I need the lines below from the one with "Query: goal post" down to the one with "like (98, 186)." reproduced exactly, both ends included, and nothing else.

#### Supplied entries

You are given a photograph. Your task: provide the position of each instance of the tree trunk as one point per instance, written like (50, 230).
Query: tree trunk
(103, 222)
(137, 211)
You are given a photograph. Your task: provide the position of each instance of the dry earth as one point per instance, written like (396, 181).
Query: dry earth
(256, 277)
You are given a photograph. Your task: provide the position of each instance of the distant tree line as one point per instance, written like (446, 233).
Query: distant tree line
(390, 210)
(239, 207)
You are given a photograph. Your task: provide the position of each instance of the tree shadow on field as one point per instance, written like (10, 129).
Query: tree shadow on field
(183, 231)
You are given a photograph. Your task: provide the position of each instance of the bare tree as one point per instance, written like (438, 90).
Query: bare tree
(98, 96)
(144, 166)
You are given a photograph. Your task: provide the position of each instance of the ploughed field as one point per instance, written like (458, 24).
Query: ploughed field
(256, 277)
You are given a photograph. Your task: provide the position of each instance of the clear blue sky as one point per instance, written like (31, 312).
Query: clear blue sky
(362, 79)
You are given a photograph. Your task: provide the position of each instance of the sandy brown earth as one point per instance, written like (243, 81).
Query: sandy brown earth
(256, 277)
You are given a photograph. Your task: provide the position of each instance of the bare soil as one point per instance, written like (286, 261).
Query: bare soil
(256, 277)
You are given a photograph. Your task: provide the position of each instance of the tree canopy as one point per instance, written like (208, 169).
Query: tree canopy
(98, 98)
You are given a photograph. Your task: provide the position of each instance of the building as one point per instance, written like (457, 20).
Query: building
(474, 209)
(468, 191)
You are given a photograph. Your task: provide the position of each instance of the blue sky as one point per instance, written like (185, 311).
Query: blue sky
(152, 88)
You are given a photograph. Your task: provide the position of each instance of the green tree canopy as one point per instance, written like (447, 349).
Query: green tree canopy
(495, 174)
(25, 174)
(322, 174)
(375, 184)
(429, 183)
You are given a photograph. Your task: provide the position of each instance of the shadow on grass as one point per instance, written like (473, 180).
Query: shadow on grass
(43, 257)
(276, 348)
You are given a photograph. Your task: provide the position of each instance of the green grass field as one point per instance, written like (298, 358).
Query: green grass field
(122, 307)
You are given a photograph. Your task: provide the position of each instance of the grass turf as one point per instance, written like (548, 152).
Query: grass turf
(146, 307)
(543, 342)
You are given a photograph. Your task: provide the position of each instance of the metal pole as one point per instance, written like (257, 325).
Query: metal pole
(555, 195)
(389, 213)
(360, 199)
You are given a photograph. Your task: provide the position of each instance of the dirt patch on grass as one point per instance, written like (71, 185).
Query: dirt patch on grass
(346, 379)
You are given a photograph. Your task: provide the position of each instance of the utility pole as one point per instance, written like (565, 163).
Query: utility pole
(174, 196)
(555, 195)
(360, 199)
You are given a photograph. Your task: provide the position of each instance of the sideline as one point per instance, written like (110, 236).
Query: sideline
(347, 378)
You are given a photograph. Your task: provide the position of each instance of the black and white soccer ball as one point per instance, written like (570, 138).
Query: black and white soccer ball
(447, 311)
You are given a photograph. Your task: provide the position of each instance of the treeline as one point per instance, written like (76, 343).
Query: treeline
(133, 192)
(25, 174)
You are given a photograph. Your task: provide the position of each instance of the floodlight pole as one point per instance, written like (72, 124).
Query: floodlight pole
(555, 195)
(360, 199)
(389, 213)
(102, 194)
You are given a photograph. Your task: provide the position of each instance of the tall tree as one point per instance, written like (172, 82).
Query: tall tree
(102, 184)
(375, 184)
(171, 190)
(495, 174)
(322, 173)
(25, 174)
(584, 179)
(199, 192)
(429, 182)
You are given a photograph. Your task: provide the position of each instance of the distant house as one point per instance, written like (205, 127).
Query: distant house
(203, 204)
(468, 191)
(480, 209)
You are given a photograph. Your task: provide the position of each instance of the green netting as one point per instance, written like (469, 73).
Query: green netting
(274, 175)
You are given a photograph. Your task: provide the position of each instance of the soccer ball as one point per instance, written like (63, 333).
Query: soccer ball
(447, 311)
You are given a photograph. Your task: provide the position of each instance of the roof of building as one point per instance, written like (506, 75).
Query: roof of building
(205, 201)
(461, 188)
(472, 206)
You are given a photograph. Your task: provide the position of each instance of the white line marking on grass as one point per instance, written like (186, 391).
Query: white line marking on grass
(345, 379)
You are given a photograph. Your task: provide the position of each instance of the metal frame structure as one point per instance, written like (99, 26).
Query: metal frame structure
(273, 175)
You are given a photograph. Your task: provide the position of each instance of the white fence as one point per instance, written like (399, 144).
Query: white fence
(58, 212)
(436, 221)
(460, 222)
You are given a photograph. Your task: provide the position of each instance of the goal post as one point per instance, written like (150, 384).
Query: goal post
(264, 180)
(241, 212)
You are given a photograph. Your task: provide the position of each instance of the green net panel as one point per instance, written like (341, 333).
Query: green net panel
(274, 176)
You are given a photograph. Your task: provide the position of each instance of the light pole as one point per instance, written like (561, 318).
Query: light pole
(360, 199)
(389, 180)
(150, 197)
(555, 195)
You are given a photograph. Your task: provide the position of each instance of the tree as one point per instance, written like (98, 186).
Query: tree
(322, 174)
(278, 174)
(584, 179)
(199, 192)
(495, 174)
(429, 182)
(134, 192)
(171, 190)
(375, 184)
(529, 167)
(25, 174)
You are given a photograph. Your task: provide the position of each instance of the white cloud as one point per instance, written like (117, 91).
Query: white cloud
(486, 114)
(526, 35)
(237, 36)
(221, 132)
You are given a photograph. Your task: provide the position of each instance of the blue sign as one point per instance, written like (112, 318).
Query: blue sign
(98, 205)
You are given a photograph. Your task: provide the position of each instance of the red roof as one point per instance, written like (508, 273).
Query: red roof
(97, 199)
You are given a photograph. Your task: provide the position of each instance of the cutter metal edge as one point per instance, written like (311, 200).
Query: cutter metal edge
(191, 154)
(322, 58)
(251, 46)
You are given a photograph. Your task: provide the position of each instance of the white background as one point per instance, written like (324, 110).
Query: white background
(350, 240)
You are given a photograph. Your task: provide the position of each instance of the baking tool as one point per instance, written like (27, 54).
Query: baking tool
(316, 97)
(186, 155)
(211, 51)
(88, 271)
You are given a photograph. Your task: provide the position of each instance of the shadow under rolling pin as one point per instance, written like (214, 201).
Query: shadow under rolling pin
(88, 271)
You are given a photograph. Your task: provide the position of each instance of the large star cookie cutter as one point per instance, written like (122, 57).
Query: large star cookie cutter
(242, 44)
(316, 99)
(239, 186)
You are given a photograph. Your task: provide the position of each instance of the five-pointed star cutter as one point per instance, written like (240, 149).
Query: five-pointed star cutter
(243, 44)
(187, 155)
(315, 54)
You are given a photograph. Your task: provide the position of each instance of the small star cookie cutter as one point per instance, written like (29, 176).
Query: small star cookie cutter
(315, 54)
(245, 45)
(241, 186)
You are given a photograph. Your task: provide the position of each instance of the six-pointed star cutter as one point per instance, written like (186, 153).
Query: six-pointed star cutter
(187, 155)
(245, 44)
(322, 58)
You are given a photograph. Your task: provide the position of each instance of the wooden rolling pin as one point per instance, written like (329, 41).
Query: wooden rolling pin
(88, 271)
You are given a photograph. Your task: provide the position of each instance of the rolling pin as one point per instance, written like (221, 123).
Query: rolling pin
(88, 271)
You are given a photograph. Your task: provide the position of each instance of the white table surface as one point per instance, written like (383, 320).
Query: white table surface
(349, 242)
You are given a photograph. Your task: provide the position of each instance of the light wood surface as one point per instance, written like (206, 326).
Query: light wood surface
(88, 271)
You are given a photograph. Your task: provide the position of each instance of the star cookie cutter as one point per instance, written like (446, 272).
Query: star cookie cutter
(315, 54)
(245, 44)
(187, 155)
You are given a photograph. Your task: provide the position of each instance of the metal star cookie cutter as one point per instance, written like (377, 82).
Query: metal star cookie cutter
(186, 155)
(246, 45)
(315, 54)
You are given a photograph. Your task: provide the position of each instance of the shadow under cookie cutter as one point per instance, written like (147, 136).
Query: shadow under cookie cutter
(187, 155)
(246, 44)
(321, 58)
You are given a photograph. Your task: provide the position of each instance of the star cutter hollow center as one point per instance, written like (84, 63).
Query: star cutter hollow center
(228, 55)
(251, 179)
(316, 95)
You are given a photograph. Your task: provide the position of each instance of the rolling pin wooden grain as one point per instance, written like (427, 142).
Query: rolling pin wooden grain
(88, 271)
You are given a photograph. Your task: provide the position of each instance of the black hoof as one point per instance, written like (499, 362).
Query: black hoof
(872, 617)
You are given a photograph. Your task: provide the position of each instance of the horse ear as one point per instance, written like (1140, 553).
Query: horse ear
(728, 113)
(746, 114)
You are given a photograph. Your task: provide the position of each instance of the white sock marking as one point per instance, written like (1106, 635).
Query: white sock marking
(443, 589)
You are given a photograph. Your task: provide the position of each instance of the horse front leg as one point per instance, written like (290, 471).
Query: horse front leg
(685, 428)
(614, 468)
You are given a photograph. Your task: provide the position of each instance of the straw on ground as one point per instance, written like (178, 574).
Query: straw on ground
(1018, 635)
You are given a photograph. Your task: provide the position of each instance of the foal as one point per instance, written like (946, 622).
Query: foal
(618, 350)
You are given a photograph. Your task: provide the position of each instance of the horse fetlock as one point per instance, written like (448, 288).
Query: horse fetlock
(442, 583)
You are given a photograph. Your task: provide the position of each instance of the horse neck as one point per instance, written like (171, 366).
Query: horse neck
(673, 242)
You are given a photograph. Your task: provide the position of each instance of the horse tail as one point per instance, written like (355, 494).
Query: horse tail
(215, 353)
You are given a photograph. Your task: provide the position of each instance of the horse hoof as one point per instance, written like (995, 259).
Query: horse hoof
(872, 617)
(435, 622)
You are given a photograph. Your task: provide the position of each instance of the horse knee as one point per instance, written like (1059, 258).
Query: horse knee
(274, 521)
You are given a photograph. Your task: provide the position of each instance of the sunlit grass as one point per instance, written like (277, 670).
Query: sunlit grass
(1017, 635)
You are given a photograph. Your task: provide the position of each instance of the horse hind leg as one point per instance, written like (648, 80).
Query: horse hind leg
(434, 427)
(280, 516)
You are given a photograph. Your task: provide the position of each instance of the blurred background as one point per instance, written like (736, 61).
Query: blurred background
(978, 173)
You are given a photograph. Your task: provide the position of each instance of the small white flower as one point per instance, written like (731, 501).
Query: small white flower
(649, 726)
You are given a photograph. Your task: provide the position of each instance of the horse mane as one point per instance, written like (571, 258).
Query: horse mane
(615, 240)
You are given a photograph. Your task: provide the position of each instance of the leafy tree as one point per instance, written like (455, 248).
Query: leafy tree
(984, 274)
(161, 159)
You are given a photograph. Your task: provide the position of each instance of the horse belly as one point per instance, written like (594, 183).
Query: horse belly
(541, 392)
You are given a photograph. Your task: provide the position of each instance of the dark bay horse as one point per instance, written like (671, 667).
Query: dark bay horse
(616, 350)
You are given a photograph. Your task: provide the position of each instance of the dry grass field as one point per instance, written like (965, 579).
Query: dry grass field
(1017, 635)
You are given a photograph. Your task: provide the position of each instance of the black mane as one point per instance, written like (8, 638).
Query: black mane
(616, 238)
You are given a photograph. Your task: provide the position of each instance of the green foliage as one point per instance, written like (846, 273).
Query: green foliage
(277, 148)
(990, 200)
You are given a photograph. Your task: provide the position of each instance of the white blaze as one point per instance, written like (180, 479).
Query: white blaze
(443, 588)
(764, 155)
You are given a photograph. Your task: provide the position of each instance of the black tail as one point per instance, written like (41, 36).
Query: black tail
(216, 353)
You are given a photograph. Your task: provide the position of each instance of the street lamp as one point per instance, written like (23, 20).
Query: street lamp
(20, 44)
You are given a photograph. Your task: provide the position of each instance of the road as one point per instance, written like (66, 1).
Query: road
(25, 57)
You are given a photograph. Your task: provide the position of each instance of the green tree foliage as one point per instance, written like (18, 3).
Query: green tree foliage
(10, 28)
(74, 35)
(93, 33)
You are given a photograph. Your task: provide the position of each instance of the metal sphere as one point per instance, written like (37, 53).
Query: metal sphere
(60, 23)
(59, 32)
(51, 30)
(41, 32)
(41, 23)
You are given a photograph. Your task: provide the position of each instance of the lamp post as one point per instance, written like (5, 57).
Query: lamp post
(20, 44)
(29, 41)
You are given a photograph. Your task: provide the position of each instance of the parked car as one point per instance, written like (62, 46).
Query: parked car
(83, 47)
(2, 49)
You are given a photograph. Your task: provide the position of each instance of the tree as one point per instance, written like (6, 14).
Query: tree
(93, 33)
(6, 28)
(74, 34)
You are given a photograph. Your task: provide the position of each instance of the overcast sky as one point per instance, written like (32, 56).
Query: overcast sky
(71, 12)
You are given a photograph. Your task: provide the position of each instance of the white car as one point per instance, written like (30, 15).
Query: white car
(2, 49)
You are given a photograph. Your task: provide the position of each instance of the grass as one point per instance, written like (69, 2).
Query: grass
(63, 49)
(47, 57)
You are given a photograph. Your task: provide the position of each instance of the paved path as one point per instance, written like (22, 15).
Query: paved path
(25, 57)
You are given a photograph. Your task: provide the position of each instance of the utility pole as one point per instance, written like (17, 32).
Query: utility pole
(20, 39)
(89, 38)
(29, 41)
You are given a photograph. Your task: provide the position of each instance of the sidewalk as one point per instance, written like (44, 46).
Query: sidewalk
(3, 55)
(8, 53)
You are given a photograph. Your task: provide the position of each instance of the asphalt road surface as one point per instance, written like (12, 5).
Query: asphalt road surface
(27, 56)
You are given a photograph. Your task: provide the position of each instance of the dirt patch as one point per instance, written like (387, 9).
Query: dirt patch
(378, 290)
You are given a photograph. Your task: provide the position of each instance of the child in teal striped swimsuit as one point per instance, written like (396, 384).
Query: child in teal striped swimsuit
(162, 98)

########

◆ Exercise result:
Query: goal post
(264, 180)
(241, 212)
You are given a photograph. Your task: provide the position of each instance of the green net panel as one point per instance, written like (341, 333).
Query: green net panel
(274, 176)
You are given a photograph. Your task: provide the position of each instance of the light pole as one point per instance, written like (561, 318).
Query: light pole
(360, 199)
(389, 180)
(150, 197)
(555, 195)
You are given a photograph. Your task: provide the position of each instance of the tree as one point per instance, written like (98, 186).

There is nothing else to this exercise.